Return each line from the entries below that contains the string "black", copied in full. Matching is case-sensitive.
* START DATA FOR PROCESSING *
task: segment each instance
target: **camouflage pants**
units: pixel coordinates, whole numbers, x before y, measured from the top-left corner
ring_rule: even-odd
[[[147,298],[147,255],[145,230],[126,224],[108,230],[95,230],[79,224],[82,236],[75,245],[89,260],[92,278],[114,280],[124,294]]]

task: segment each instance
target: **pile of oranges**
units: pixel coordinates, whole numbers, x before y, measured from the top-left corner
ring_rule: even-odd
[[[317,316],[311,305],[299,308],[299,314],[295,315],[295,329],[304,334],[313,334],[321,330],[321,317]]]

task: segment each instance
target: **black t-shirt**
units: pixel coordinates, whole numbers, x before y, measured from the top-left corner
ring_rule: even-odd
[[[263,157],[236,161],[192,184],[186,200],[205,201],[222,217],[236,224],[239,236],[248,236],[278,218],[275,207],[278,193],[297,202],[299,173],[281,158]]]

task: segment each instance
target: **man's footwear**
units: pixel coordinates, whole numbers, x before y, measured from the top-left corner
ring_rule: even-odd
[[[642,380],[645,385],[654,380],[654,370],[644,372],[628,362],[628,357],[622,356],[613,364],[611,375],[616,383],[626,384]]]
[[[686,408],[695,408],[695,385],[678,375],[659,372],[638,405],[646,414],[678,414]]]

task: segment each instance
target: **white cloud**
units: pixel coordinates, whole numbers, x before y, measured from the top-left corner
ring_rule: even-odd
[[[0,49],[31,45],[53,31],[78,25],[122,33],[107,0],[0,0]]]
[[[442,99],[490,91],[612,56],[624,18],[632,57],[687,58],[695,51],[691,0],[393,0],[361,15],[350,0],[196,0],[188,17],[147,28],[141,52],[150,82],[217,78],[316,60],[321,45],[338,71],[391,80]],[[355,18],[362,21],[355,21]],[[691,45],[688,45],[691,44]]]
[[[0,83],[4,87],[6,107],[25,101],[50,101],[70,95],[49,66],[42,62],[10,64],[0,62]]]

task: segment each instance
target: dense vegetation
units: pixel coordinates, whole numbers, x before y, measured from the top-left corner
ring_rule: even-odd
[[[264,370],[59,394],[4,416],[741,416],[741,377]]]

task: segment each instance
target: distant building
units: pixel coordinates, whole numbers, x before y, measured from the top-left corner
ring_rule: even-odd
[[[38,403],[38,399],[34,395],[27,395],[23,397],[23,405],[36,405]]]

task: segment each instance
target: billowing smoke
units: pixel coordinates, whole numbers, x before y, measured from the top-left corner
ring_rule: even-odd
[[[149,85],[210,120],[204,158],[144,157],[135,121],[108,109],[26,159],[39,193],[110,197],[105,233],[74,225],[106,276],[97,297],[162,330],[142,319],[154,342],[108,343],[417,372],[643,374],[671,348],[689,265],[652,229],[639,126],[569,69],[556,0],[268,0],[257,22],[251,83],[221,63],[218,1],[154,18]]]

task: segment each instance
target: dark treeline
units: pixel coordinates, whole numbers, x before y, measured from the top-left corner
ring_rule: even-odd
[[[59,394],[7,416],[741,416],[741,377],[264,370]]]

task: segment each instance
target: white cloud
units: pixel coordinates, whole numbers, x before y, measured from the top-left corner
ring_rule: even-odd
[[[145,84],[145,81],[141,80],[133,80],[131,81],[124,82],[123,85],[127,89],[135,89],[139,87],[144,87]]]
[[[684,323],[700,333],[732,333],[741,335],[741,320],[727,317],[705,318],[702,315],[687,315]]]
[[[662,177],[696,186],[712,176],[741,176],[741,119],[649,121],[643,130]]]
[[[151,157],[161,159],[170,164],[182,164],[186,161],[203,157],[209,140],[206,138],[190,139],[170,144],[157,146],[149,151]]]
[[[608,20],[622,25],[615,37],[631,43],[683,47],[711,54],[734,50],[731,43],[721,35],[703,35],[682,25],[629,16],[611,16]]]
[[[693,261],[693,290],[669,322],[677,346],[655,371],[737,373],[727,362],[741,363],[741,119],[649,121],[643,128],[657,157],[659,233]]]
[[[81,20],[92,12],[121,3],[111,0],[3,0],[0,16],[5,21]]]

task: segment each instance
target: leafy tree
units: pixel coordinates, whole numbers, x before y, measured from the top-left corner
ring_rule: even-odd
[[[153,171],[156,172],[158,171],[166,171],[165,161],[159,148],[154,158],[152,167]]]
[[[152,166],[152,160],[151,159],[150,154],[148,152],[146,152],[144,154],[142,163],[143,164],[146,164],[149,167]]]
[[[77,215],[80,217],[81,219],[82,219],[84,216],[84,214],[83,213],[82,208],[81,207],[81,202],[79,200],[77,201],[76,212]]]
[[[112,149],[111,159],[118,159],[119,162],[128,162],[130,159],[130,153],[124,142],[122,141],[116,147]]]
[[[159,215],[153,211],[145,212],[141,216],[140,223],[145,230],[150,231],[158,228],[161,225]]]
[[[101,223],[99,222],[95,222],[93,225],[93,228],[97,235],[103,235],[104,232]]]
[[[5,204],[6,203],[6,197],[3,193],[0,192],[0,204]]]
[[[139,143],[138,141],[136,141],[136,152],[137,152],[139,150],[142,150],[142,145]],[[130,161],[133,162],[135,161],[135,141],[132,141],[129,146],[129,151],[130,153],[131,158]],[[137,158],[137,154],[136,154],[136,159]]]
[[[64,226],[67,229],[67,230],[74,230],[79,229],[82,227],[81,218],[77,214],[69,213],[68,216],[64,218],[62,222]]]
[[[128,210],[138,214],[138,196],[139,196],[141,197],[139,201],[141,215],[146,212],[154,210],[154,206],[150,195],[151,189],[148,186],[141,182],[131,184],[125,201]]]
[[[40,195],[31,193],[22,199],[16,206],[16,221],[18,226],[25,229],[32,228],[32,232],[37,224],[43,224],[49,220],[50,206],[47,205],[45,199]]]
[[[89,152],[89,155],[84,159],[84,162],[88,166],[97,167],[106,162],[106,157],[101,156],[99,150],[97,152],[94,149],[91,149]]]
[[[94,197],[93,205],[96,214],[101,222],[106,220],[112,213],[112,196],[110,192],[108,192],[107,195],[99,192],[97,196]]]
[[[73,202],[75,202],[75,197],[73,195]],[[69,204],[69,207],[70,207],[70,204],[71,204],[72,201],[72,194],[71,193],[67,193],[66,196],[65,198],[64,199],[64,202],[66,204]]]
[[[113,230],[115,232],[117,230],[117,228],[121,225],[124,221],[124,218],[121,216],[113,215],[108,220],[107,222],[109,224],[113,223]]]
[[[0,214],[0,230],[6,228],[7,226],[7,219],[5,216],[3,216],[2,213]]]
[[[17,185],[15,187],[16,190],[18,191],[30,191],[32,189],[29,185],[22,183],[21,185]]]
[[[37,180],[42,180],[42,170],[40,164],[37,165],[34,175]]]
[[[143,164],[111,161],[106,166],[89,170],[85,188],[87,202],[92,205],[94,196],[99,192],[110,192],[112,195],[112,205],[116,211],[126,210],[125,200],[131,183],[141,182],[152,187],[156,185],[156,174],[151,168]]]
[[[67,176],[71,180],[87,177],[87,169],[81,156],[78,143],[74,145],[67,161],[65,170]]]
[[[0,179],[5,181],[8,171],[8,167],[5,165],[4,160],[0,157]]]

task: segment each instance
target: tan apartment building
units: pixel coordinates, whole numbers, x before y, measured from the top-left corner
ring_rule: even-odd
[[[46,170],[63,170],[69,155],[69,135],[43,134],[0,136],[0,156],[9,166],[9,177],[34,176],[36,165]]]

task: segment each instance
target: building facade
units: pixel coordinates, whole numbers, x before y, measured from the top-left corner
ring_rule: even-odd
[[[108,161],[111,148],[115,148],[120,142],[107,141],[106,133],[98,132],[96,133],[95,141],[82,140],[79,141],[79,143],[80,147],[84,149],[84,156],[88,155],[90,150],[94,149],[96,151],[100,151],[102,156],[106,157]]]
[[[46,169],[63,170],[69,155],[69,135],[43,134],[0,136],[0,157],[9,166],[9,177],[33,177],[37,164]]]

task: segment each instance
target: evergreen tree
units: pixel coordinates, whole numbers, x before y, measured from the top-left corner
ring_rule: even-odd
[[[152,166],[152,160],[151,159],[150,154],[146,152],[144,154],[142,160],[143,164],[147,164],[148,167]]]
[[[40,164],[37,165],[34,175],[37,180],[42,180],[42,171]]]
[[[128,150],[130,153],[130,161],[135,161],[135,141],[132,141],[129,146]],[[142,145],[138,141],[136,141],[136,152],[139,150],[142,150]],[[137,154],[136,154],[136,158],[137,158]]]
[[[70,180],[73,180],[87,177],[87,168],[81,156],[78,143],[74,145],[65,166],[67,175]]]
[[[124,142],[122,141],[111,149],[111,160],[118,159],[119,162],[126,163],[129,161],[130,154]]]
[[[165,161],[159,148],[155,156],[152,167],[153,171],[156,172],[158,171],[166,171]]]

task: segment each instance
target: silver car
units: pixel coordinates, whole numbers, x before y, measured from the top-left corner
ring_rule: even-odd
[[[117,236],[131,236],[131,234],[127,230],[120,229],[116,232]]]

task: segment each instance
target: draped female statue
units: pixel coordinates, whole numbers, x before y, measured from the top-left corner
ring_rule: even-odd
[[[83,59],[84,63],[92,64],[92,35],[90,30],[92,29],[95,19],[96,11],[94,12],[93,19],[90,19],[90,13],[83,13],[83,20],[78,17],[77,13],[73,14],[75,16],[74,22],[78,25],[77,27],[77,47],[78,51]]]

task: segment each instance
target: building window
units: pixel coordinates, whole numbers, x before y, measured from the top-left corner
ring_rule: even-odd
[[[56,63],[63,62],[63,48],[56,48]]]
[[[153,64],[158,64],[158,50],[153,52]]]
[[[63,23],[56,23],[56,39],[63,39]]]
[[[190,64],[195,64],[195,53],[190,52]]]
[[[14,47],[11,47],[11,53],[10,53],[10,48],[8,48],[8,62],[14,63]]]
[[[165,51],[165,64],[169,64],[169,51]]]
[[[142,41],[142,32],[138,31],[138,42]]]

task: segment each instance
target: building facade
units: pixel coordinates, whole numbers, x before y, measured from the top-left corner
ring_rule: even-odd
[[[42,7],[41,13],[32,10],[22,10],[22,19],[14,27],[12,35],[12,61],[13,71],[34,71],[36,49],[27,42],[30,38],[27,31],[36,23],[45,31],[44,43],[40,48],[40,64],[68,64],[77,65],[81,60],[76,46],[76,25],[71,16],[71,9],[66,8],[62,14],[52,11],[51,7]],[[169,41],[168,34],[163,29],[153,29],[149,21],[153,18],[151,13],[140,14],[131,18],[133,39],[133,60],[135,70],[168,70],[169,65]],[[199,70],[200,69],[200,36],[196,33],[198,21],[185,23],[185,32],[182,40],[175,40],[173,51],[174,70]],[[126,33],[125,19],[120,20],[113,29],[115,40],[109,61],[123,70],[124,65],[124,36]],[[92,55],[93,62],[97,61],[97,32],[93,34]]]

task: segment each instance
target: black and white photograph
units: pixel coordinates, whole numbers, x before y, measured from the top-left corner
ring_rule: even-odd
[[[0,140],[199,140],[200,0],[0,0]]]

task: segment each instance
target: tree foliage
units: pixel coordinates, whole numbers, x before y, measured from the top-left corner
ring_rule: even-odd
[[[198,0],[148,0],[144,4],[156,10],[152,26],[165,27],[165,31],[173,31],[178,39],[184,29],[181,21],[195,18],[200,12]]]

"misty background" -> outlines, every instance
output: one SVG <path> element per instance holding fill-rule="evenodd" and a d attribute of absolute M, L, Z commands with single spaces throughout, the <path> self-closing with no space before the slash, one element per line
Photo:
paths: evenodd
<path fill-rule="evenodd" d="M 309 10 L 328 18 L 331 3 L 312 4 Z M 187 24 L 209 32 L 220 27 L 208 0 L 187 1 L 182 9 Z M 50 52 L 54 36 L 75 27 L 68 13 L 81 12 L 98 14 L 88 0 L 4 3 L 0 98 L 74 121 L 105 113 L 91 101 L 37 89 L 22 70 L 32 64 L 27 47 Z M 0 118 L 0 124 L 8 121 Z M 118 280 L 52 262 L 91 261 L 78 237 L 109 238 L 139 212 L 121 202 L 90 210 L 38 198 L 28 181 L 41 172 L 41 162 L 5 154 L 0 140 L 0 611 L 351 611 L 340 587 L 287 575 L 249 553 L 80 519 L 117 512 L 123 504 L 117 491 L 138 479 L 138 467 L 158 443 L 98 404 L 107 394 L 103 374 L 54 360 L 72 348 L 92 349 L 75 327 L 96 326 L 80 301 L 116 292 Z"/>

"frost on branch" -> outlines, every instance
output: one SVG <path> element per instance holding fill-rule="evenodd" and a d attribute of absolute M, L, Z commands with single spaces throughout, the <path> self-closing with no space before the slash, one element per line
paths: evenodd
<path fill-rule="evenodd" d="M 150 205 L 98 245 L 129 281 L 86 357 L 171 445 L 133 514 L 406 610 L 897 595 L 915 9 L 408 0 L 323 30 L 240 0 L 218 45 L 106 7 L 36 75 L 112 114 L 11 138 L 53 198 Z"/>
* END DATA FOR PROCESSING *
*WRITTEN REPLY*:
target: **black t-shirt**
target: black and white photograph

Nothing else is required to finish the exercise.